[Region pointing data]
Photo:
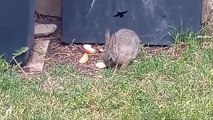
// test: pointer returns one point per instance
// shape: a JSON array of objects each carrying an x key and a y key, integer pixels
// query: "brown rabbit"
[{"x": 121, "y": 48}]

» WHAT YOU NEED TO DO
The job here is to write out the records exactly, pictures excluded.

» RESPONSE
Photo:
// test: pointer returns one point per instance
// shape: a JSON array of objects each carrying an x key and a y key, integer pixels
// query: "brown rabbit"
[{"x": 121, "y": 48}]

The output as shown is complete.